___ Extrait choisi ___
Une autre école est possible ! Yuna Visentin

Il s’agit d’un essai dans lequel l’autrice, Yuna Visentin, propose une critique constructive de “l’école” en tant qu’institution normative reproduisant et perpétuant les inégalités et les oppressions de la société. Elle y mêle ainsi ses recherches approfondies mais aussi son vécu d’élève, de normalienne agrégée de Lettres, de professeur et de mère.

Ainsi, elle démontre comment “l’universalisme” véhiculé est synonyme d’invisibilisation des discriminations et est un moyen pour perpétuer l’ordre social. La thèse de Yuna est que l’école comme institution est loin d’être émancipatrice, “l’école” paralyse et immobilise les élèves. L’autrice souligne cependant que des initiatives collectives et individuelles existent pour lutter contre cette paralysie des élèves.

J’ai beaucoup de mal à synthétiser mes idées autour de cet essai tant je l’ai trouvé riche et éclairant sur plusieurs points. Notamment sur les notions de sexisme, de racisme et classisme et la façon dont elle s’imbrique avec la vision d’une institution neutre qui ne l’est pas du tout lorsqu’on reprend son histoire. Je reprends quelques points qui ont eu un écho particulier pour moi :

  • Le rapport à la langue

Yuna y revient à plusieurs reprises mais un passage me semble très bien refléter une réalité de l’enseignement du français

“[…] ce qui est compliqué pour les élèves, ce n’est pas le projet d’écriture inclusive, c’est le sentiment d’étrangeté qu’iels sont nombreux.ses à éprouver face à l’enseignement d’une langue devenue figée, rigide et qui n’inclue pas une grande partie d’elleux.”

[…]

“Se retrouver, à 14 ans, face à un texte pourtant écrit dans sa langue maternelle ou quotidienne mais qu’on ne comprend pas, c’est extrêmement insécurisant. Ca entame la confiance en soi, ça nous coupe du langage comme outil de pouvoir collectif.”

  • Le système de notation : chacun.e à sa place.

Le rapport aux notes et la manie de tout noter. Ici, en tant que mère, je suis très angoissée par les notations données à mon enfant. Pas parce que j’apporte de la valeur à ce qu’elle représente mais parce que j’ai peur de ce qu’elle signifie à mon enfant. Longtemps, j’ai eu des notes moyennes. Des notes de discrète. A toujours entendre que j’étais “moyenne”, j’ai toujours gardé cette idée. Ce n’est que beaucoup plus tard que je me suis aperçue que j’avais eu des félicitations ou d’excellentes notes. Pourtant, ce n’est jamais ce que j’ai retenu de ma notation scolaire.

“Quelle que soit sa forme, la note est ce moment crucial dans leur quotidien [aux élèves] où quelqu’un d’extérieur au cercle familial et intime définit la place qu’iels occupent dans le monde social par rapport aux autres.”

La note assigne, elle attribue une étiquette. On ne fait pas ce que l’on veut de cette étiquette, elle change le regard que le professeur porte sur l’élève, elle a une incidence sur son estime de soi, sur ses rapports familiaux…bref, une note n’est jamais qu’une note. Elle attribue une place dans le groupe, elle est individuelle et individualisante. C’est le système de compétition et ce qu’il a de plus néfaste dans la construction des élèves à des âges où leur vulnérabilité est omniprésente.
___
- **Consigne 1**: Dans les enregistrements ci-dessous, recopiez les lignes en commençant par celle qui contient « Could you point to the curved » et en finissant à la fin des enregistrements. Renommez « curved dirt trail » en « winding dirt trail » et laissez tout le reste tel quel.
Les enregistrements ci-dessous n'ont aucun lien avec le compte rendu sur l'école.
___ Données affichées ___
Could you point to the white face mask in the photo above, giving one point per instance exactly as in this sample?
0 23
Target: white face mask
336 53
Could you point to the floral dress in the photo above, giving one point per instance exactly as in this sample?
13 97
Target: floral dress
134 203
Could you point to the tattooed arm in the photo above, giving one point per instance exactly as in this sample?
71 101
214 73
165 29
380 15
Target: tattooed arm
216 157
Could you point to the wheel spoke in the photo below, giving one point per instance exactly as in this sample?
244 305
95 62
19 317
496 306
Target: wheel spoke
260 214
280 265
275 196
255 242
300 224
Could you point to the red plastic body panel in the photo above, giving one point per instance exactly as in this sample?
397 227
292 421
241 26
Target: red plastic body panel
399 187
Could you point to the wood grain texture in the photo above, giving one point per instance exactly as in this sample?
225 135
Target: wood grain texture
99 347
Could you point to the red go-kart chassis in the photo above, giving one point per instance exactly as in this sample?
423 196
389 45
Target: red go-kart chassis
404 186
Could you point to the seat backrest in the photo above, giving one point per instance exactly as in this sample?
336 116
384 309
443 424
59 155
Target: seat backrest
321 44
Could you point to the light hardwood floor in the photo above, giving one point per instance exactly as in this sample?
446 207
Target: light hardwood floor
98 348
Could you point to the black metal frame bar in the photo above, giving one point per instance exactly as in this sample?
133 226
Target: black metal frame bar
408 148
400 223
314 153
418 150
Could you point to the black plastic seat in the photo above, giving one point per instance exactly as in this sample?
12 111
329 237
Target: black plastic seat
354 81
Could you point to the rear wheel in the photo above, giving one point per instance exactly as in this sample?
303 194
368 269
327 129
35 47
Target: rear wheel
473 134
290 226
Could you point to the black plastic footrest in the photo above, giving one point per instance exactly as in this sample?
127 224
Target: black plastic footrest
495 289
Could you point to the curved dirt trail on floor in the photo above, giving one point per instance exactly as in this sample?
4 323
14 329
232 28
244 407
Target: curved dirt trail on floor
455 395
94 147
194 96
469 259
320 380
___
- **Consigne 2**: Recopiez sans rien changer le passage du compte rendu sur l'école, en commençant par « Ainsi, elle démontre » et en finissant par « paralysie des élèves. ».

- **Réponse complète 1**:
Could you point to the winding dirt trail on floor in the photo above, giving one point per instance exactly as in this sample?
4 323
14 329
232 28
244 407
Target: winding dirt trail on floor
455 395
94 147
194 96
469 259
320 380

- **Réponse complète 2**:
Ainsi, elle démontre comment “l’universalisme” véhiculé est synonyme d’invisibilisation des discriminations et est un moyen pour perpétuer l’ordre social. La thèse de Yuna est que l’école comme institution est loin d’être émancipatrice, “l’école” paralyse et immobilise les élèves. L’autrice souligne cependant que des initiatives collectives et individuelles existent pour lutter contre cette paralysie des élèves.